Exercise directions — Can you put every one of the records below into a numbered list, skipping blank lines and leaving out the pictures?

Information shown —
- - - -

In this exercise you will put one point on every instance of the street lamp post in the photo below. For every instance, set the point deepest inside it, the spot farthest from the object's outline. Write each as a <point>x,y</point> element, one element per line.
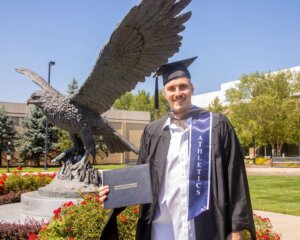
<point>51,63</point>
<point>8,156</point>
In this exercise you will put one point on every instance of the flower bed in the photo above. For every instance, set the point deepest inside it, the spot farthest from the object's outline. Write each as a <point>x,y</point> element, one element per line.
<point>83,221</point>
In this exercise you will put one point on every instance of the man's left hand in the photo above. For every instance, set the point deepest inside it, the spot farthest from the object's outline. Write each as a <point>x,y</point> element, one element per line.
<point>235,236</point>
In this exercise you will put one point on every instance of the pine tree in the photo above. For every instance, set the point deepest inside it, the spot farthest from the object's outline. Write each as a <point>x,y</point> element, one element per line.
<point>32,141</point>
<point>72,87</point>
<point>7,132</point>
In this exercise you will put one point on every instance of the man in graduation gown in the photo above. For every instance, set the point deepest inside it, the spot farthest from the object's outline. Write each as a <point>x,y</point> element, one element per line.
<point>199,184</point>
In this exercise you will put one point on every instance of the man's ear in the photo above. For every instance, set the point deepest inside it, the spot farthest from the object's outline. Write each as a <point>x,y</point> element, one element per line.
<point>164,94</point>
<point>192,88</point>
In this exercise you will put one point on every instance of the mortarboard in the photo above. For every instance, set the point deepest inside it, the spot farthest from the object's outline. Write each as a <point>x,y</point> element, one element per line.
<point>171,71</point>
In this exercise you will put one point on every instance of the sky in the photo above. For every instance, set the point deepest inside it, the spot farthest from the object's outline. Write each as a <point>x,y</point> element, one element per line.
<point>230,38</point>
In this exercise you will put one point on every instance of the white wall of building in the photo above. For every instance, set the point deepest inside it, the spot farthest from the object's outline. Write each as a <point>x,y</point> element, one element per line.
<point>203,100</point>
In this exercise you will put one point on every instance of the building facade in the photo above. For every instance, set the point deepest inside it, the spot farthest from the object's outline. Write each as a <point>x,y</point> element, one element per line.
<point>205,99</point>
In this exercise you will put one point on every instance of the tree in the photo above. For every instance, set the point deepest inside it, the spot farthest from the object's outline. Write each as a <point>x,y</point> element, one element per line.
<point>142,101</point>
<point>216,106</point>
<point>64,141</point>
<point>267,107</point>
<point>31,144</point>
<point>72,87</point>
<point>7,132</point>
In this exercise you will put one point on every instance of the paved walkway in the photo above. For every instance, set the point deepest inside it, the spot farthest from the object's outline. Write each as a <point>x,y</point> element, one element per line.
<point>273,171</point>
<point>287,225</point>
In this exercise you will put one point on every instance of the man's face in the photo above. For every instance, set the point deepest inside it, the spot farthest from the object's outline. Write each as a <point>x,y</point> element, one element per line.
<point>178,93</point>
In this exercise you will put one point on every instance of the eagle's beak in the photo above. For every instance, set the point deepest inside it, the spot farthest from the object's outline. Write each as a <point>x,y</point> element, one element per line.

- - - -

Answer in full —
1. In this exercise you will put one point on every instance of the street lamp post in the photo below. For every instance, set the point deepest inside it, the spot farthest from the object's outline. Write each as a <point>x,y</point> element, one element per line.
2. <point>51,63</point>
3. <point>8,156</point>
4. In this exercise you will put one point on every instance of the flower bed in the photo above. For every instance, set the point deepest inside it, the spot farthest from the object's outline. Write each as a <point>x,y</point> element, one element per line.
5. <point>83,221</point>
6. In this exercise you will put one point on every instance of the man's left hand in the photo above. For every instance, set the point deepest inside it, the spot farthest from the object's outline. Write each as a <point>x,y</point> element, one element per line.
7. <point>235,236</point>
8. In this exercise you will put one point on every instance of the pine tree in the photo above. For every instance, set the point deepest inside it, the spot farthest from the object's outline. Write each as a <point>x,y</point> element, one element per line.
9. <point>32,141</point>
10. <point>72,87</point>
11. <point>7,132</point>
12. In this exercise you will put one point on every instance of the man in graduation gown in the photo above. For every instance, set the point deepest inside it, the spot farthest from the object's outline. Write each as a <point>x,y</point> element, one element per line.
13. <point>199,184</point>
14. In this exercise you will put one point on every instance of the man's ear in the photo above. For every instance, set the point deepest inside it, the spot farthest from the object's outline. Write each as a <point>x,y</point> element, one element per line.
15. <point>164,94</point>
16. <point>192,88</point>
17. In this exercise you will put one point on every instance of the mortarboard in the photo above. For every instance, set the point deepest inside it, the spot farthest from the object's outline. Write each as a <point>x,y</point> element, one element per line.
18. <point>171,71</point>
19. In this exercise you will put one point on every instance of the sky in the photo above. For every instance, set the point deepest inside it, the spot farthest from the object's outline. Write each as a <point>x,y</point> element, one element per line.
20. <point>230,38</point>
21. In this exercise you will put one point on every instance of the white wall of building in the photo above. For every instance, set the point deepest inside it, the spot farthest from the object's outline. Write each as a <point>x,y</point> element, one element per line.
22. <point>203,100</point>
23. In this exercise you will put one point on every instance of the building facade in the photo above. For every instance, set the point deepest inside it, the spot farthest from the object's outline. Write each as a <point>x,y</point> element, one element per line.
24. <point>205,99</point>
25. In this exercise you will put one point on every instance of the tree in the photo above. For every instance, set the point deepest inside it, the spot farthest from the object's outline. Write each as a <point>x,y</point> element, one element per line.
26. <point>142,101</point>
27. <point>216,106</point>
28. <point>64,141</point>
29. <point>267,107</point>
30. <point>31,144</point>
31. <point>72,87</point>
32. <point>7,132</point>
33. In this exercise you will put one point on every instance of the paved walkway in the photo above. For every instance, set the point deepest inside it, the spot farthest from the object's outline. Write each as a <point>x,y</point> element, one element per line.
34. <point>273,171</point>
35. <point>287,225</point>
36. In this exercise you will put one point on every instance of the man's face in the photo above. For every instance, set the point deepest inside it, the spot farthest from the object's outline. Write each as a <point>x,y</point> element, one element per line.
37. <point>178,93</point>
38. In this exercise you will put one point on every instance of the eagle's beak in the photo above. For every instance, set the point deepest inside it, the spot farthest from the object's outline. Write each as a <point>x,y</point> element, one element per line.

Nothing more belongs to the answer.